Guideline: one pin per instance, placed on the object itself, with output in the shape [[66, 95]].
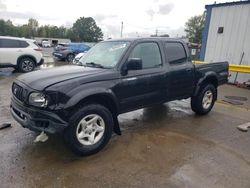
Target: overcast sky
[[140, 18]]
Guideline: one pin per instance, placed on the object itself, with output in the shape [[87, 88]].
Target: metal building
[[226, 36]]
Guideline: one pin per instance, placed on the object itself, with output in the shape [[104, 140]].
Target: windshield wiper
[[93, 64]]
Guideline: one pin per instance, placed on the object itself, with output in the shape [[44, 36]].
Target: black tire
[[26, 64], [70, 57], [197, 101], [70, 134]]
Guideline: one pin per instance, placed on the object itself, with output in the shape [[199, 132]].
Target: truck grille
[[17, 91]]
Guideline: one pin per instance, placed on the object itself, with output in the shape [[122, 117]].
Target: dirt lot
[[162, 146]]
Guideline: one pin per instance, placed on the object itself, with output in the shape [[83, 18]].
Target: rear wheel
[[26, 64], [90, 129], [204, 101]]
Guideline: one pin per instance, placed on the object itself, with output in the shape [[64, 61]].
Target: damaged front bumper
[[36, 119]]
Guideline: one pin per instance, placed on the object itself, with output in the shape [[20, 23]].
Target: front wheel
[[90, 129], [204, 101]]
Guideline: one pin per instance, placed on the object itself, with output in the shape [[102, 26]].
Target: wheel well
[[211, 80], [101, 99], [26, 56]]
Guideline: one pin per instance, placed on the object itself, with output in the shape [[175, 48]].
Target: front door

Aim of the task - In the entries above, take the line containing "shape [[87, 88]]." and each later line through the last, and repeat them exactly. Output nothing else.

Response to this task -
Guideline: one pin per instance, placed on the object itself, with output in the shape [[87, 88]].
Target: metal building
[[226, 36]]
Guideline: one pin per instance, placed on the object itself, with output in the shape [[104, 140]].
Target: windshield wiper
[[93, 64]]
Guideline: one pin per instance, placed on the object itself, with output in the shape [[44, 36]].
Target: black tire
[[26, 64], [70, 57], [197, 101], [70, 134]]
Guideline: one pin per instance, placed on the object itself, with output in the shape [[199, 132]].
Target: truck grille
[[17, 91]]
Guideline: one pin per instance, placed on the object itself, with output in the shape [[122, 117]].
Target: dirt lot
[[162, 146]]
Guideline: one pin per instance, placed on the object itself, with output in the shape [[83, 18]].
Target: rear wheel
[[26, 64], [90, 129], [204, 101]]
Guideline: one pin per instance, placed on the object itself, with output in the shape [[64, 61]].
Target: damaged front bumper
[[36, 119]]
Guideline: one pin per instance, placed on the object itself, with output in the shape [[20, 23]].
Target: front wheel
[[90, 129], [204, 101]]
Guideline: one pin per instance, placed on the object itself, with output in the shape [[102, 26]].
Target: wheel well
[[211, 80], [101, 99], [26, 56]]
Guideline: one pin per instance, placed on the object itself, with output in the shape [[175, 48]].
Target: front door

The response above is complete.